> [What is expected]
Please copy out the data below line for line, with no changes.

[Data from a source]
^^^^
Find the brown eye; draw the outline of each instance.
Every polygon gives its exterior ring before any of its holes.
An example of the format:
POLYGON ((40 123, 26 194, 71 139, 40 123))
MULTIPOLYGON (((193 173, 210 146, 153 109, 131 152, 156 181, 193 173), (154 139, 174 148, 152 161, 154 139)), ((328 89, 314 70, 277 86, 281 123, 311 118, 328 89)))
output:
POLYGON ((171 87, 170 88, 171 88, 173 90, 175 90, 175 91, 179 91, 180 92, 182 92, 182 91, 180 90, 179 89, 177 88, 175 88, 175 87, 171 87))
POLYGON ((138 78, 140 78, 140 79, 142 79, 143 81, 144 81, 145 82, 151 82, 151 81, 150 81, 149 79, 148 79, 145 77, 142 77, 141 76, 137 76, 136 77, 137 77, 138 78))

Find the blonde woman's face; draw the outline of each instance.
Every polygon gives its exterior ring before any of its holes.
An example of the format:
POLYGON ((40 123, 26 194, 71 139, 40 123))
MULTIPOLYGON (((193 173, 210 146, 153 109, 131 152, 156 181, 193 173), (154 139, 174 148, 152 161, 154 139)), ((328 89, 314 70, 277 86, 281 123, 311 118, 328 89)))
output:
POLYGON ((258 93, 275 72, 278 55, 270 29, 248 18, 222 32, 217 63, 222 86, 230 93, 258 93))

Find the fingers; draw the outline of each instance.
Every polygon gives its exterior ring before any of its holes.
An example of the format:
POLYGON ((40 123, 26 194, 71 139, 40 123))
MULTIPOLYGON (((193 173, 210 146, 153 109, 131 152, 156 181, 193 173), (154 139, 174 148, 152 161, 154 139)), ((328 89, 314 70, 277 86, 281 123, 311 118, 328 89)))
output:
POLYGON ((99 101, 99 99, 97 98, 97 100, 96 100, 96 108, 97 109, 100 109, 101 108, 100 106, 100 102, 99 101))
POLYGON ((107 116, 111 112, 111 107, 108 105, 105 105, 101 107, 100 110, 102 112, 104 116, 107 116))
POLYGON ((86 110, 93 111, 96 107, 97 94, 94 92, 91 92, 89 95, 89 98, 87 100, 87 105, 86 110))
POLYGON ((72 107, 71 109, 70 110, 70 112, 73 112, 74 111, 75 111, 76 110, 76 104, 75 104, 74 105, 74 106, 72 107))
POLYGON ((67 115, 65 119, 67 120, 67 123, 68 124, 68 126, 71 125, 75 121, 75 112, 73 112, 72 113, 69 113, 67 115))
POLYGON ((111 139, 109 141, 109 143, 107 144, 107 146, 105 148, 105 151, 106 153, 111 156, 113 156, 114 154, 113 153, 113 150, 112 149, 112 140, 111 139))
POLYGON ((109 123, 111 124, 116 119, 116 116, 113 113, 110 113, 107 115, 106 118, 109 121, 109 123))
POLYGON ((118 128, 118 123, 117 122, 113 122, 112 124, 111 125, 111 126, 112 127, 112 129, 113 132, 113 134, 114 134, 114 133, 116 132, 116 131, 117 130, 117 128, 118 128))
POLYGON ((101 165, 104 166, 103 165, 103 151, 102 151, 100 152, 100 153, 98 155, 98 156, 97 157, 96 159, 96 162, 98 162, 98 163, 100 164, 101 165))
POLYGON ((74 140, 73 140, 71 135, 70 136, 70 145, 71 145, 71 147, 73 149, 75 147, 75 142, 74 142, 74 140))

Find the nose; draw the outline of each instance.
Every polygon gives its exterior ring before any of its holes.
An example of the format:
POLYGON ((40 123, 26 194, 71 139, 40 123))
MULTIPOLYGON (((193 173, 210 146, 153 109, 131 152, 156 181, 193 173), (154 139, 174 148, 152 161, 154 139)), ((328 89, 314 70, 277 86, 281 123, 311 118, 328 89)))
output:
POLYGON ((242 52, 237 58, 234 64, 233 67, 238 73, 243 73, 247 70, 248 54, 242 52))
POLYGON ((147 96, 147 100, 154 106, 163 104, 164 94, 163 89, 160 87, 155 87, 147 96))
^^^^
> [Answer below]
Find the brown eye; draw the outline of each instance.
Every polygon gives its exterior ring before any of its holes.
An example of the format:
POLYGON ((40 123, 26 194, 71 139, 40 123))
MULTIPOLYGON (((193 173, 210 146, 153 109, 131 152, 156 181, 193 173), (154 139, 174 148, 152 161, 154 139)), ((328 89, 314 70, 277 86, 281 123, 311 118, 328 89)))
output:
POLYGON ((171 87, 170 88, 171 88, 173 90, 175 90, 175 91, 179 91, 180 92, 182 92, 182 91, 180 90, 179 89, 177 88, 175 88, 175 87, 171 87))
POLYGON ((138 78, 140 78, 140 79, 142 79, 143 81, 144 81, 145 82, 151 82, 151 81, 150 81, 149 79, 148 79, 145 77, 142 77, 141 76, 137 76, 136 77, 137 77, 138 78))

Find the blonde woman's face; draw the outline of each instance.
Every polygon gives its exterior ring before any of its holes.
An example of the format:
POLYGON ((40 123, 26 194, 71 139, 40 123))
MULTIPOLYGON (((193 173, 210 146, 153 109, 131 152, 156 181, 193 173), (154 139, 174 148, 152 161, 154 139)), ((328 89, 314 70, 277 86, 281 123, 311 118, 328 89)))
output:
POLYGON ((258 93, 275 72, 278 55, 270 29, 248 18, 222 32, 217 63, 222 86, 230 93, 258 93))

Find the fingers; draw the outline of each instance.
Every polygon gives its exterior ring before any of its holes.
An example of the format:
POLYGON ((40 123, 26 194, 71 139, 40 123))
MULTIPOLYGON (((193 173, 210 146, 153 109, 131 152, 156 181, 193 173), (154 139, 174 148, 152 161, 154 139)), ((328 89, 314 70, 277 86, 281 123, 311 118, 328 89)))
output:
POLYGON ((99 101, 99 99, 97 98, 97 100, 96 100, 96 108, 97 109, 100 109, 101 108, 100 106, 100 102, 99 101))
POLYGON ((107 116, 111 112, 111 107, 108 105, 105 105, 101 107, 100 110, 102 112, 104 116, 107 116))
POLYGON ((86 110, 93 111, 96 107, 97 94, 94 92, 91 92, 89 95, 89 98, 87 100, 87 105, 86 110))
POLYGON ((72 107, 71 109, 70 110, 70 112, 73 112, 74 111, 75 111, 76 110, 76 104, 75 104, 74 105, 74 106, 72 107))
POLYGON ((67 115, 65 119, 67 120, 67 123, 68 124, 68 126, 71 125, 75 121, 75 112, 73 112, 72 113, 69 113, 67 115))
POLYGON ((111 139, 109 141, 109 143, 107 144, 107 146, 105 148, 105 151, 106 153, 111 156, 113 156, 114 154, 113 153, 113 150, 112 149, 112 140, 111 139))
POLYGON ((109 123, 111 124, 116 119, 116 116, 113 113, 110 113, 107 115, 106 118, 109 121, 109 123))
POLYGON ((118 128, 118 123, 117 122, 113 122, 112 124, 111 125, 111 126, 112 127, 112 129, 113 132, 113 134, 114 134, 114 133, 116 132, 116 131, 117 130, 117 128, 118 128))
POLYGON ((101 165, 104 166, 103 165, 103 151, 102 151, 100 152, 100 153, 98 155, 98 156, 97 157, 96 159, 96 162, 98 162, 98 163, 100 164, 101 165))
POLYGON ((74 140, 73 140, 71 135, 70 136, 70 145, 71 145, 71 147, 73 149, 75 147, 75 142, 74 142, 74 140))

Find the nose; draw the outline of each instance.
Every polygon gives its exterior ring before any of its holes.
An example of the format:
POLYGON ((40 123, 26 194, 71 139, 40 123))
MULTIPOLYGON (((193 173, 210 146, 153 109, 131 152, 156 181, 193 173), (154 139, 174 148, 152 161, 154 139)), ((328 89, 314 70, 277 86, 281 123, 311 118, 328 89)))
output:
POLYGON ((242 52, 237 58, 234 64, 233 67, 238 73, 243 73, 247 70, 248 54, 242 52))
POLYGON ((147 96, 147 100, 154 106, 163 104, 164 94, 163 89, 160 87, 155 87, 147 96))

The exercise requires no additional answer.